(TASK INSTRUCTIONS)
Nothing in the records may be changed; reproduce all of them.

(GIVEN DATA)

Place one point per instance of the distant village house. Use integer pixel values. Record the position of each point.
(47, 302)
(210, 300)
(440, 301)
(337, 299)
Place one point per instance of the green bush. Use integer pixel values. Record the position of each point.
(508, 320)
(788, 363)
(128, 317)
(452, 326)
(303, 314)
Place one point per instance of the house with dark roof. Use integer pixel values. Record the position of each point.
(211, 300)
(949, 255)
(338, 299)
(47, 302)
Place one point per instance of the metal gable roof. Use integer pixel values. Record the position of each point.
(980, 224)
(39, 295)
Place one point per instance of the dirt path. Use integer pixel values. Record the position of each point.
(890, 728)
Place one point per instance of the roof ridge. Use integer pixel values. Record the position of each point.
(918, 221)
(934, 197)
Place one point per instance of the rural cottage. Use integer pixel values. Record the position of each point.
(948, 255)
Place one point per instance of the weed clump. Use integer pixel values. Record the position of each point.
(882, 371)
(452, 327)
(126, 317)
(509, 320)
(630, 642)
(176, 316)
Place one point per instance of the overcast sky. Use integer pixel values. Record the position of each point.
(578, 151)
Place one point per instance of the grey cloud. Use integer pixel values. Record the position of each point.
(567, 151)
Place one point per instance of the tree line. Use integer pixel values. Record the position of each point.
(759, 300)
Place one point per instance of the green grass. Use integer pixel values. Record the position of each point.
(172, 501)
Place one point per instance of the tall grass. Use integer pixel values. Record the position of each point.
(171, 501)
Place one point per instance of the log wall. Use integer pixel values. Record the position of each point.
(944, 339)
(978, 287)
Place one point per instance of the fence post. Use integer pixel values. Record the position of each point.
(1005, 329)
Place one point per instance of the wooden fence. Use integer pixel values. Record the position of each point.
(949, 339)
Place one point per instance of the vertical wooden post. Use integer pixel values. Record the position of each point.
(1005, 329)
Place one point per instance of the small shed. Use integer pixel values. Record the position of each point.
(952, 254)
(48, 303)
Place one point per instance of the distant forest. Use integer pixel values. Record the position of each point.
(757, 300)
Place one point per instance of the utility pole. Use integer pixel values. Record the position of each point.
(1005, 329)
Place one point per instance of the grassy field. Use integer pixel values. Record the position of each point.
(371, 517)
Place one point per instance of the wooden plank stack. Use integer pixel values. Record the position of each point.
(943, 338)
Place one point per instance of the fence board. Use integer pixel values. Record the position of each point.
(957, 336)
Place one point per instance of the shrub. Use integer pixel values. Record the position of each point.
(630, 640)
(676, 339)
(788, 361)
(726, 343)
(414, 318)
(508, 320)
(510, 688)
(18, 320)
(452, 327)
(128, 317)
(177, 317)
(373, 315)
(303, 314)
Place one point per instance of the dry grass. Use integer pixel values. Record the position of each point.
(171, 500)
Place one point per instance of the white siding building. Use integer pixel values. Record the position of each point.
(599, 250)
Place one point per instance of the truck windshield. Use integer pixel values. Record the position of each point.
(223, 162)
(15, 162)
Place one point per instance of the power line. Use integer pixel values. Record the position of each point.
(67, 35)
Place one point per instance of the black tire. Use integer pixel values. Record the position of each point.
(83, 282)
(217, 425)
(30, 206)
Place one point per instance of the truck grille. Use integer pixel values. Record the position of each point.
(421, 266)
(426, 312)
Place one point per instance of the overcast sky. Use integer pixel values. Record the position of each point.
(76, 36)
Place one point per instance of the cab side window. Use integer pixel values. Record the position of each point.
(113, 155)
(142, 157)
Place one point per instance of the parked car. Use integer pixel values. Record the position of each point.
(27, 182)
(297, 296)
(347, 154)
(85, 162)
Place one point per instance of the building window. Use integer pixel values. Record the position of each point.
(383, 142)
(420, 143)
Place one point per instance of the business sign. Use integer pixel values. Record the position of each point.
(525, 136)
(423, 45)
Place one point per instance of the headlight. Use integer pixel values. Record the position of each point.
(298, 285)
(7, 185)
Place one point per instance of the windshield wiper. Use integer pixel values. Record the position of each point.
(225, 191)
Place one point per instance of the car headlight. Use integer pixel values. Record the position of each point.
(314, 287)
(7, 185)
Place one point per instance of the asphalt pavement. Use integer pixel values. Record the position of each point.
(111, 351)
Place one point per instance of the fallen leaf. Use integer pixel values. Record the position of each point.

(SOLVED PROBLEM)
Place one point per instance of the distant village house. Use integer pixel values. Record the position of each point.
(47, 302)
(210, 300)
(440, 301)
(337, 299)
Place one point per instance of the green bush. Use integer pixel values. Record the position of each point.
(508, 320)
(788, 363)
(128, 317)
(452, 326)
(303, 314)
Place one point per instance of the house with dark roof. Use integer pixel values. Record the position of each point.
(211, 300)
(949, 255)
(338, 299)
(47, 302)
Place one point per instance of the metal gable roof. Use integer pixel values. Record the position of each point.
(980, 224)
(39, 295)
Place one point per instance of the dirt path. Use integer pixel values. Record the position of each point.
(890, 728)
Place one point per instance of the roof ridge. Use integer pixel values. Record the position of each point.
(918, 221)
(934, 197)
Place one point per instance of the rural cottage. Use integer pixel values. Record the position of each point.
(948, 255)
Place one point per instance of the weed clump. Use integer pixel values. Record the position of each point.
(882, 371)
(452, 327)
(126, 317)
(509, 320)
(630, 642)
(176, 316)
Place one point per instance of the overcast sky. Use integer pixel values. Record the position of each point.
(578, 151)
Place one point per instance of the grey cloud. Use integer pixel values. Record the position of each point.
(567, 151)
Place one point per instance of the tree line. Use integer pixel values. Record the position of each point.
(759, 300)
Place one point per instance of the green grass. Use integer pixel values. Record the position of each point.
(172, 501)
Place one point per instance of the tall grass. Use integer pixel values. Record the position of each point.
(171, 501)
Place one point per instance of the log wall. Use integer pixel values. Record the position of each point.
(944, 339)
(978, 287)
Place one point per instance of the fence post. Use integer pixel values. Record the position of each point.
(1005, 329)
Place one point per instance of the wooden fence. Use integer pixel values. Record the position of each point.
(949, 339)
Place one point per instance of the vertical wooden post. Use integer pixel values. Record the position of each point.
(1005, 329)
Place one point per instance of the small shed. Use integer pixel values. Record the position of each point.
(952, 254)
(48, 303)
Place one point per instance of the distant forest. Use integer pixel values. Record the position of each point.
(757, 300)
Place one point per instance of the utility pole. Use integer pixel values. Record the position of each point.
(1005, 329)
Place one point per instance of the grassy field. Use integer pixel values. Record the position of each point.
(371, 517)
Place one point per instance of the wooden plank stack. Use integer pixel values. Record the position of each point.
(943, 338)
Place one point per instance of the fence board. Use integer pixel values. Record the position of each point.
(957, 336)
Place one point per instance of the shrub. Use integer pixel values. Record the position of each point.
(630, 640)
(676, 339)
(788, 361)
(726, 343)
(414, 318)
(508, 320)
(510, 688)
(18, 320)
(452, 327)
(128, 317)
(177, 317)
(373, 315)
(303, 314)
Place one point per instance of the dry grass. Use integer pixel values. Record the position of each point.
(171, 500)
Place one point per instance of the white siding building. Use integer pixel values. Record the position of each point.
(599, 250)
Place one point per instance of the truck windshield. Use integer pixel values. Record the position of each point.
(223, 162)
(15, 162)
Place one point per instance of the power line. Use integer pixel values. Record the position of each point.
(67, 35)
Place one point per instance of the black tire. Use integer pixel values. Record the position of each point.
(83, 282)
(217, 425)
(30, 206)
Place one point per instance of the truck grille. Use integer pixel values. Record the position of each point.
(421, 266)
(426, 312)
Place one point per instance of the overcast sky. Use integer pixel values. Record the position of each point.
(76, 36)
Place one point per instance of the cab side window. Use integer pixel values. Record the position of each point.
(113, 155)
(142, 157)
Place one point per instance of the parked car. Use integer pixel values. Record the position of each point.
(27, 182)
(297, 296)
(347, 154)
(85, 162)
Place one point per instance of the building window. Use integer pixel values. Record the position of each point.
(383, 142)
(420, 143)
Place one point per instance of the business sign. Use integer pixel values. Record the position of each point.
(525, 136)
(423, 45)
Place one point per instance of the headlight. Use integer pixel values. Record the position of each point.
(298, 285)
(7, 185)
Place one point per instance of the windshield wiper. Use integer pixel values. Record the position of each point.
(225, 191)
Place one point per instance of the car headlight. Use integer pixel values. Record the position of each point.
(314, 287)
(7, 185)
Place one point per instance of the asphalt pavement. Use integer pixel values. Record the position of each point.
(111, 351)
Place one point per instance of the fallen leaf. Use integer pixel values. Record the position of each point.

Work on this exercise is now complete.